▼
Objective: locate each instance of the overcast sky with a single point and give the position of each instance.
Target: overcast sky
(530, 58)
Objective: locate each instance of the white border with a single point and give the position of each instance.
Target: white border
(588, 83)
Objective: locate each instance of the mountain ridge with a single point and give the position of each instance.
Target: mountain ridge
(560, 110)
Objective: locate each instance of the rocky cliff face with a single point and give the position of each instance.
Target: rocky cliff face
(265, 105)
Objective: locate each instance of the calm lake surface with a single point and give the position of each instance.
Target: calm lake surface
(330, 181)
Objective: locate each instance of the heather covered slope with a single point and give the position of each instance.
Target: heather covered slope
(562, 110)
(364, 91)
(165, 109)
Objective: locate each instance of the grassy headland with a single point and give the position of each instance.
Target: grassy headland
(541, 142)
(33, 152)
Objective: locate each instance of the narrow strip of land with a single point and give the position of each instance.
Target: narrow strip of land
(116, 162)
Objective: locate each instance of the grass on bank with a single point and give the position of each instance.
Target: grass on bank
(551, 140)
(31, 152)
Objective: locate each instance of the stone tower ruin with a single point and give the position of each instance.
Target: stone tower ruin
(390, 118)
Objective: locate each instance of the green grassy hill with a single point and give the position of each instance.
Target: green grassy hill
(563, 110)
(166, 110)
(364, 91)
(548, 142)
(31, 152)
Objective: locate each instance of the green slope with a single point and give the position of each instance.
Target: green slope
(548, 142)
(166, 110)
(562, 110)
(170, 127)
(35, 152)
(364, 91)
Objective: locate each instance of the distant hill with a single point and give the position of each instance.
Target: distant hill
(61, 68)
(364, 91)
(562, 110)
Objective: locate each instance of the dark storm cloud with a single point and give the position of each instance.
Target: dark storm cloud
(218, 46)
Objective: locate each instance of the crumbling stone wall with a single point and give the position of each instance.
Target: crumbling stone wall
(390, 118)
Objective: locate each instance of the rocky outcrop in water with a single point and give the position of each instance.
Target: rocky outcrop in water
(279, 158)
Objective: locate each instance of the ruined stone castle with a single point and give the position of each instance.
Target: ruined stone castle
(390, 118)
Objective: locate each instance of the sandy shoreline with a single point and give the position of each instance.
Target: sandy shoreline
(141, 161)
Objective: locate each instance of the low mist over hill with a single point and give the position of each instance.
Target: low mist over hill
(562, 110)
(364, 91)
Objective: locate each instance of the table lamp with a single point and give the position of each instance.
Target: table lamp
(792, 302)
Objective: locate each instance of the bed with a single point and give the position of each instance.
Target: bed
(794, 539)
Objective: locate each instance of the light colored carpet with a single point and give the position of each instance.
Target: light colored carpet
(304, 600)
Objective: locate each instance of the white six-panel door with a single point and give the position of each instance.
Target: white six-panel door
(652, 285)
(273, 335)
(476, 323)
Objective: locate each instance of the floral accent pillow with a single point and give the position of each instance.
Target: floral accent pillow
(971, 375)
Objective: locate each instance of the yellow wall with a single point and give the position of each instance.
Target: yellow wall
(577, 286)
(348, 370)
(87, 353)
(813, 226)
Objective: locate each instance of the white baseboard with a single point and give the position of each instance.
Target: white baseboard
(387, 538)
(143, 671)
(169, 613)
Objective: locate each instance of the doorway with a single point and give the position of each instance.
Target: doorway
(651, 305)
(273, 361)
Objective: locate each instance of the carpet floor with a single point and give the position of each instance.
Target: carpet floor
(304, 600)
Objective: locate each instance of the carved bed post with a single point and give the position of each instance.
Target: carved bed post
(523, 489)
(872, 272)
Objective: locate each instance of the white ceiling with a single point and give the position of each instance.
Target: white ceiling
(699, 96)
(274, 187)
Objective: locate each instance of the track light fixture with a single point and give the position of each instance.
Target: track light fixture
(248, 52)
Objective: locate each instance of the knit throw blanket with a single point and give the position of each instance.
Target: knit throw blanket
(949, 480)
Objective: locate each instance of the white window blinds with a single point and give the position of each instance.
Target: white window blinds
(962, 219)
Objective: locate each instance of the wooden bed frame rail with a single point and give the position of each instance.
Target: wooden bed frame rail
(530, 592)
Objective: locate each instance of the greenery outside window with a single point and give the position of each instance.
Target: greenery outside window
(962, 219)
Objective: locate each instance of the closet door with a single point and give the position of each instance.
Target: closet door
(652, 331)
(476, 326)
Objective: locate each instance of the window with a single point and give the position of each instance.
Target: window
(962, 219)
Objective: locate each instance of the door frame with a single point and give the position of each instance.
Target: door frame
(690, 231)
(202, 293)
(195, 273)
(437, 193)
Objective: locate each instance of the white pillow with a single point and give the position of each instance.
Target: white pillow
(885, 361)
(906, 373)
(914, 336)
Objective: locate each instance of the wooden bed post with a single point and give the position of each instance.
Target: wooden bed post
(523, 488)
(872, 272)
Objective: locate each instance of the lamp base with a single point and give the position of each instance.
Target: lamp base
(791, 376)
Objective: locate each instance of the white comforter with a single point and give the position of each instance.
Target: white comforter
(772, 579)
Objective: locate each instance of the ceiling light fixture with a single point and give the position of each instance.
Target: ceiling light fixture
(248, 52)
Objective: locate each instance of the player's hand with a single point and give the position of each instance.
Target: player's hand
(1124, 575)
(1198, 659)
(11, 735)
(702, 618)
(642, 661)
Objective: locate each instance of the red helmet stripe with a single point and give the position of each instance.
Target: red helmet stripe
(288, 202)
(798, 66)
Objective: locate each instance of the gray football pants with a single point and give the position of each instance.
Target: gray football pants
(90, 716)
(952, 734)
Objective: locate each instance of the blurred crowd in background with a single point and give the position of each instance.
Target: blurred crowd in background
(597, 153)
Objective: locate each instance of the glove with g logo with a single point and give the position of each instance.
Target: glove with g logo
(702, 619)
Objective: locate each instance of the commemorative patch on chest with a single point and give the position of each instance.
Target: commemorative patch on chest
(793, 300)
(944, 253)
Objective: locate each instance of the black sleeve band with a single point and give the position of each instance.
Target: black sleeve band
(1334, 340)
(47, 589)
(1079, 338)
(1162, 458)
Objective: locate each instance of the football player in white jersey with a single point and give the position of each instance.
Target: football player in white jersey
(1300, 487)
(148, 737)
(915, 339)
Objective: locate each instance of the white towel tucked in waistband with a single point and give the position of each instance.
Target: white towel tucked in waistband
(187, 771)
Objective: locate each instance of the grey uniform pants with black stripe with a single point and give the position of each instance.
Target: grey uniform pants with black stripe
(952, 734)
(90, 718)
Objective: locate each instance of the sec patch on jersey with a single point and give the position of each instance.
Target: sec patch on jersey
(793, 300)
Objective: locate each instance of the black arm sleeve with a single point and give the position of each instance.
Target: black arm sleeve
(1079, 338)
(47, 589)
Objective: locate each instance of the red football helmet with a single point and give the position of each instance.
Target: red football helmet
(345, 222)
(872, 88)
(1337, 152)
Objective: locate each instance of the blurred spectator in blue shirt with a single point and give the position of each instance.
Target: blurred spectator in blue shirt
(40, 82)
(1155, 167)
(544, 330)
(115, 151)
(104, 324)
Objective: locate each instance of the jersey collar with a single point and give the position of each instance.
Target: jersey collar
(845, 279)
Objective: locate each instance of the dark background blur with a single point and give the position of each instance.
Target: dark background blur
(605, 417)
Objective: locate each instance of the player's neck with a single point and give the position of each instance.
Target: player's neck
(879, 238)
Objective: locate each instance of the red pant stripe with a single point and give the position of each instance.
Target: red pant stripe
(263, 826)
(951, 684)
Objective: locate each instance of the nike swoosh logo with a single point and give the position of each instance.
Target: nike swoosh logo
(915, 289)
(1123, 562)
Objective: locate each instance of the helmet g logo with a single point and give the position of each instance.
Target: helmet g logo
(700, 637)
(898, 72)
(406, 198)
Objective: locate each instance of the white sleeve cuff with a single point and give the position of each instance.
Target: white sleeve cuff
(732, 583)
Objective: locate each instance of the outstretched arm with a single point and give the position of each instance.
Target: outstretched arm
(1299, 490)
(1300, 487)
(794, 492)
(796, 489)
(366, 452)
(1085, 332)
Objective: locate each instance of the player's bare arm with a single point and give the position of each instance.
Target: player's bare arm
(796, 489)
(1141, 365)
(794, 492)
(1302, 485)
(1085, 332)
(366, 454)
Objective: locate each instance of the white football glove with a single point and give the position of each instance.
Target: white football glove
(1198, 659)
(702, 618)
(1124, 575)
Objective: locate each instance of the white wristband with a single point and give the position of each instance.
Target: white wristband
▲
Read the lines above. Gather those in which the string "wristband" is found.

◆ Answer box:
Objective: locate each instance of the white wristband with a single point and give the position of each instance.
Target: white wristband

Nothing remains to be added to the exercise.